EXERCISE OBJECTIVE: Reproduce verbatim the part of the Fischer Tropsch catalyst post below, from "JHasty jay at" up to and including "in controlled conditions.".

[Gasification] DIY Fischer Tropsch catalysts

JHasty jay at allpowerlabs.org
Tue Jan 18 22:28:47 CST 2011

Hi All,

Within the last few months, I have built 2.5 meter reactor column suitable
for Fischer Tropsch (FT) and even methanol reactions. I am now experimenting
with making FT catalysts and running them in controlled conditions.
Currently, I am running them under a calibrated gas stream of 20% CO, 20% H2
balanced with N2. This initial set of experiments in controlled conditions
are meant to simulate the major components of the gas created by our air
blown gasifier so that other variables such as flow rate, catalyst activity,
optimal temperature and pressure ranges, and alpha can be determined. This
first experimental gives us a set of control data to then compare to the
gasifier's gas under real conditions coupled with possibly a simple yet
strategic gas clean up and/or steam reformation step to whatever extent it
could be needed.

MATERIAL PROVIDED:
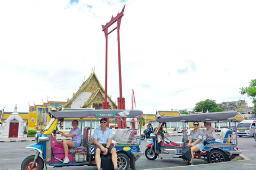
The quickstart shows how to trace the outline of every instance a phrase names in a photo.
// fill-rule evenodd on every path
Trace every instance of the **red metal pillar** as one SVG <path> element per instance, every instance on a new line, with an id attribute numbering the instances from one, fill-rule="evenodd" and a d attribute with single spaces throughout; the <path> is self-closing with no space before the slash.
<path id="1" fill-rule="evenodd" d="M 114 31 L 115 29 L 117 29 L 117 45 L 118 45 L 118 72 L 119 72 L 119 95 L 120 97 L 117 98 L 118 100 L 118 109 L 125 109 L 125 98 L 123 97 L 122 89 L 122 74 L 121 74 L 121 52 L 120 52 L 120 38 L 119 38 L 119 30 L 120 25 L 121 23 L 122 17 L 124 16 L 124 10 L 125 5 L 124 5 L 122 12 L 118 13 L 116 17 L 112 18 L 109 22 L 107 22 L 105 26 L 101 25 L 102 27 L 102 31 L 104 31 L 106 37 L 106 73 L 105 73 L 105 100 L 102 104 L 102 109 L 109 109 L 109 103 L 108 103 L 108 94 L 107 94 L 107 48 L 108 48 L 108 35 L 111 32 Z M 111 26 L 113 24 L 117 22 L 117 26 L 114 28 L 110 32 L 108 32 L 108 28 Z M 118 128 L 121 128 L 122 124 L 121 122 L 118 122 Z M 126 127 L 126 124 L 124 125 Z"/>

THE RESPONSE:
JHasty jay at allpowerlabs.org
Tue Jan 18 22:28:47 CST 2011

Hi All,

Within the last few months, I have built 2.5 meter reactor column suitable
for Fischer Tropsch (FT) and even methanol reactions. I am now experimenting
with making FT catalysts and running them in controlled conditions.